*SHORT PROBLEM*: Copy every line of the data below word for word.

*EXCERPTED DATA*:
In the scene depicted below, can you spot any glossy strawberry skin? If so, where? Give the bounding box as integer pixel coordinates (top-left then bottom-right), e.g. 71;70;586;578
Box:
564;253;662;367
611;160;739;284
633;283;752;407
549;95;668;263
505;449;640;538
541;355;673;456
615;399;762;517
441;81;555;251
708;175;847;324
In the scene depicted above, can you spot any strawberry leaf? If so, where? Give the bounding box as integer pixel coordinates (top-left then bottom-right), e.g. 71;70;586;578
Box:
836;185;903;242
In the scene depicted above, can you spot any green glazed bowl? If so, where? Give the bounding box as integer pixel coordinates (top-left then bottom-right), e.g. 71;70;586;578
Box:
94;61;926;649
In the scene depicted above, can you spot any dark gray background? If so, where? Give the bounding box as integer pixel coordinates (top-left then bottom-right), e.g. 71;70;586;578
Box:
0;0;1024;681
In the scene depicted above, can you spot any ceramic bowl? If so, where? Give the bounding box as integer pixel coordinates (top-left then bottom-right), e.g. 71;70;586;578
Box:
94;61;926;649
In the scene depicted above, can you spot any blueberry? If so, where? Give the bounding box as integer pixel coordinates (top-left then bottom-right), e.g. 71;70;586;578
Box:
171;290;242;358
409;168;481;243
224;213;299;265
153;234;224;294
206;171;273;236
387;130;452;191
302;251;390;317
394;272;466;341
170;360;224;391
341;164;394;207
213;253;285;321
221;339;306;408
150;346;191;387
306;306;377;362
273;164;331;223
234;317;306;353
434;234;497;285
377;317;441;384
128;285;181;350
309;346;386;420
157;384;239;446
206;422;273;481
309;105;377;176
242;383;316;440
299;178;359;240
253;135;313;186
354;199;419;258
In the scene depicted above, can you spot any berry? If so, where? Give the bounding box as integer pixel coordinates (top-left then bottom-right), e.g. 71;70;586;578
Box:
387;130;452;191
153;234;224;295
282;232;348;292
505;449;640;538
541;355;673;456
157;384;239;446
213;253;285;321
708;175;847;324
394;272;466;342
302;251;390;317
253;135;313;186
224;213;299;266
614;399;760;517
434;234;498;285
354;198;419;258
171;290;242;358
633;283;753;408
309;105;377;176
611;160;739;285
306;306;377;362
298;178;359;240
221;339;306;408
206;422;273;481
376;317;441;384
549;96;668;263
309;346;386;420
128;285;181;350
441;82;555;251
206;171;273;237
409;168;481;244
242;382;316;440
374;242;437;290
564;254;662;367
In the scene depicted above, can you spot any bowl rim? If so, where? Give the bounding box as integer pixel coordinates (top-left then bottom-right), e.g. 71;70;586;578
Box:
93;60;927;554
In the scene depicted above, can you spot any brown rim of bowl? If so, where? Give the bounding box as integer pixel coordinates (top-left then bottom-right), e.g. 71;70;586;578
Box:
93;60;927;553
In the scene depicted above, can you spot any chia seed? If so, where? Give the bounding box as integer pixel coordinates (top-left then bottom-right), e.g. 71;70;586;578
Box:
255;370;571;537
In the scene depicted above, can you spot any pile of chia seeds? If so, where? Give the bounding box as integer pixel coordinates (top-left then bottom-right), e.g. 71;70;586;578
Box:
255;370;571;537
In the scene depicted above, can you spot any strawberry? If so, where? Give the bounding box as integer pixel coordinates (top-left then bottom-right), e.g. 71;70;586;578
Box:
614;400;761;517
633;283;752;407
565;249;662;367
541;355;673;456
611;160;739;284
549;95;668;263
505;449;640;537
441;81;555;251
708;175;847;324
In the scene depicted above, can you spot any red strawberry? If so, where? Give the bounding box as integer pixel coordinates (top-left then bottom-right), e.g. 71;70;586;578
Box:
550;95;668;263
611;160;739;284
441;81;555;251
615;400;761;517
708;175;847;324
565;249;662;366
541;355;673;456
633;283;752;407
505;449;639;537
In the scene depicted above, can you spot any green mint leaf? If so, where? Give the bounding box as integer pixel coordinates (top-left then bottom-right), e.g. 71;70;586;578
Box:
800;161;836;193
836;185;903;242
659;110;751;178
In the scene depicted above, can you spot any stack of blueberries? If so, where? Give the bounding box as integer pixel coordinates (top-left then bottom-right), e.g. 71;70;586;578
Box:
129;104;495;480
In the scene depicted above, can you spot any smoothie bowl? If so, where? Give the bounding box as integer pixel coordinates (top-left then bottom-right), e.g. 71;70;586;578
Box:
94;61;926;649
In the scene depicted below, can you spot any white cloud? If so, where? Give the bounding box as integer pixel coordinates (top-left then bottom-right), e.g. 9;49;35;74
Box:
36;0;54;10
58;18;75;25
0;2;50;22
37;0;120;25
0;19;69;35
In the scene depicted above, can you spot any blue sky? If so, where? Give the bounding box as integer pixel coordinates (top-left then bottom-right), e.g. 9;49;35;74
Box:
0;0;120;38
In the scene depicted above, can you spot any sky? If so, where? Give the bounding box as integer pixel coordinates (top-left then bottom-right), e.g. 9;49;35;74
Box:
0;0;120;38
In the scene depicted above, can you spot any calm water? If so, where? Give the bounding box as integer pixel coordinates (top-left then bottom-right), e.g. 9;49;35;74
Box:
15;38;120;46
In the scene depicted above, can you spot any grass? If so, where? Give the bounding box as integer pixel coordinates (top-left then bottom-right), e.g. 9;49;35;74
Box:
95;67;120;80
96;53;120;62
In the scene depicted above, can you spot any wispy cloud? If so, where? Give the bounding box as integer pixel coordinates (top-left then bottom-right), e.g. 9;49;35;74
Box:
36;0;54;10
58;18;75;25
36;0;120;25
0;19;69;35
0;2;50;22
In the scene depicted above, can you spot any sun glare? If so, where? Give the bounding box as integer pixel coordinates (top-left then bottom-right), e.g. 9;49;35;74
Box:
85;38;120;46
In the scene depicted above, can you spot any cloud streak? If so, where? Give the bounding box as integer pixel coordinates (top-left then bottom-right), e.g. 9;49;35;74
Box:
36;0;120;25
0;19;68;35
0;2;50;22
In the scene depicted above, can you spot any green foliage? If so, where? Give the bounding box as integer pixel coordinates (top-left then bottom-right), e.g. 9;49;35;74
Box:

*TASK OUTPUT*:
In the scene depicted below, can you spot any glossy strawberry skin? If so, where? Give the bounding box as integer pixel coordinates (top-left then bottom-right), e.g. 71;70;586;578
Box:
564;253;662;367
611;160;739;284
633;283;752;407
549;95;668;263
505;449;640;538
541;355;673;456
615;399;762;517
441;81;555;251
708;175;847;324
In the scene depicted above, can you spot any strawberry leaf? If so, where? Give the bounding box as integer pixel coordinates (top-left then bottom-right), e.g. 71;70;586;578
Box:
836;185;903;242
In the scene depicted above, can you spot any green glazed bowl? If so, where? Give the bounding box as integer pixel coordinates (top-left then bottom-right), e.g. 71;70;586;578
Box:
94;61;926;649
In the scene depicted above, can you spot any dark gray background? If so, where? Give the bounding box as integer pixel coordinates (top-left then bottom-right), e.g. 71;70;586;578
Box:
0;0;1024;681
In the scene depicted above, can you spot any ceramic bowl? If so, where? Give the bounding box as integer pixel coordinates (top-left then bottom-right), e.g. 71;70;586;578
Box:
94;61;926;649
In the scene depicted above, can you spot any blueberry? If so, where? Give the bounding box as integer pixel coordinates (top-left then bottom-right), e.g. 71;70;586;578
Box:
171;290;242;358
409;168;481;243
224;213;299;265
153;234;224;294
206;171;273;236
387;130;452;191
302;251;390;317
394;272;466;341
170;360;224;391
341;164;394;207
213;253;285;321
221;339;306;408
150;346;191;387
306;306;377;362
273;164;331;223
234;317;306;353
434;234;497;285
377;317;441;384
128;285;181;350
309;346;386;420
157;384;239;446
206;422;273;481
309;105;377;176
242;383;316;440
299;178;359;240
253;135;313;186
354;199;419;258
In the scene depicted above, can you spot any berry? If so, where? Give the bounding box as integer pixel coordinates (top-left then bottom-right), e.g. 71;70;586;578
Box:
387;130;452;191
153;234;224;295
282;232;348;292
505;449;640;538
541;355;673;456
157;384;239;446
213;253;285;321
708;175;847;324
394;272;466;342
302;251;390;317
253;135;313;186
224;213;299;266
614;399;760;517
434;234;498;285
354;198;419;258
171;290;242;358
633;283;753;408
309;105;377;176
611;160;739;285
306;306;377;362
298;178;359;240
221;339;306;408
206;422;273;481
376;317;441;384
549;96;668;263
309;346;386;420
128;285;181;350
441;82;555;251
206;171;273;237
409;168;481;244
242;382;316;440
374;242;437;290
564;254;662;367
In the scene depicted above, can you spot any bowl rim? If so, where? Give the bounding box as integer pixel coordinates (top-left then bottom-right), e.g. 71;70;586;578
Box:
93;60;927;554
In the scene depicted above, can you spot any brown rim of bowl? If so, where? Give the bounding box as integer pixel coordinates (top-left then bottom-right), e.g. 71;70;586;578
Box:
93;60;927;553
In the scene depicted above, can you spot any chia seed? If so, where? Give the bounding box as integer pixel coordinates (top-left then bottom-right), e.g. 71;70;586;578
Box:
255;370;571;537
In the scene depicted above, can you spot any pile of chia seeds? If so, where? Give the bounding box as integer pixel coordinates (top-left then bottom-right), e.g. 71;70;586;578
Box:
255;370;571;537
In the scene depicted above, can you spot any strawberry? If so, where? Give the bounding box as integer pixel coordinates (top-left then bottom-right), e.g. 71;70;586;578
Box:
614;400;761;517
633;283;752;407
565;249;662;367
541;355;673;456
611;160;739;284
549;95;668;263
505;449;640;537
441;81;555;251
708;175;847;324
In the scene depicted above, can you spot any red strawberry? If so, where? Give the bounding box as integer pixel coordinates (top-left then bottom-right), e.g. 71;70;586;578
Box:
550;95;668;263
611;160;739;284
441;81;555;251
615;400;761;517
708;175;847;324
565;249;662;366
541;355;673;456
633;283;752;407
505;449;639;537
In the scene depicted above, can you spot any green mint leaf? If so, where? Give the bounding box as integer pixel coordinates (top-left then bottom-right), e.g. 71;70;586;578
Box:
800;161;836;193
836;185;903;242
659;110;751;178
In the scene depicted above, can you spot any stack of blueberries? If so, where? Give the bounding box as integer pixel coordinates (top-left then bottom-right), e.g. 71;70;586;578
Box:
129;104;495;480
In the scene depicted above, can you spot any smoothie bowl? If so, where? Give the bounding box as integer pixel coordinates (top-left then bottom-right), e.g. 71;70;586;578
Box:
94;61;926;649
In the scene depicted below, can you spot any white cloud? If so, where? Give the bounding box as integer pixel coordinates (top-left then bottom-right), e.g. 9;49;35;74
Box:
36;0;54;10
58;18;75;25
0;2;50;22
37;0;120;25
0;19;69;35
In the scene depicted above, can you spot any blue sky? If so, where? Give the bounding box as integer pixel coordinates (top-left then bottom-right), e.g. 9;49;35;74
Box:
0;0;120;38
In the scene depicted above, can you spot any sky? If so, where? Give the bounding box as integer pixel coordinates (top-left then bottom-right), e.g. 9;49;35;74
Box:
0;0;120;38
In the scene depicted above, can you spot any calm water? If so, where? Give the bounding box as integer pixel coordinates (top-left then bottom-right), e.g. 9;49;35;74
Box:
15;38;120;46
In the scene depicted above, can you spot any grass? If so, where? Give the bounding box as integer pixel coordinates (top-left then bottom-right), e.g. 9;49;35;74
Box:
95;67;120;80
96;53;120;62
In the scene depicted above, can you spot any wispy cloud? If so, where? Give the bounding box as integer pixel coordinates (top-left then bottom-right), e.g. 9;49;35;74
Box:
36;0;54;10
58;18;75;25
36;0;120;25
0;19;69;35
0;2;50;22
In the scene depicted above, can you spot any sun glare? If so, where? Give the bounding box as integer pixel coordinates (top-left then bottom-right), e.g. 9;49;35;74
Box:
85;38;120;46
In the scene depicted above, can you spot any cloud streak? If so, where? Give the bounding box as integer pixel coordinates (top-left then bottom-right), e.g. 9;49;35;74
Box:
36;0;120;25
0;19;68;35
0;2;50;22
In the scene depicted above, can you spot any green foliage? If so, where? Give the bounding box as integer pixel coordinates (top-left then bottom-right), e.g. 9;49;35;74
Box:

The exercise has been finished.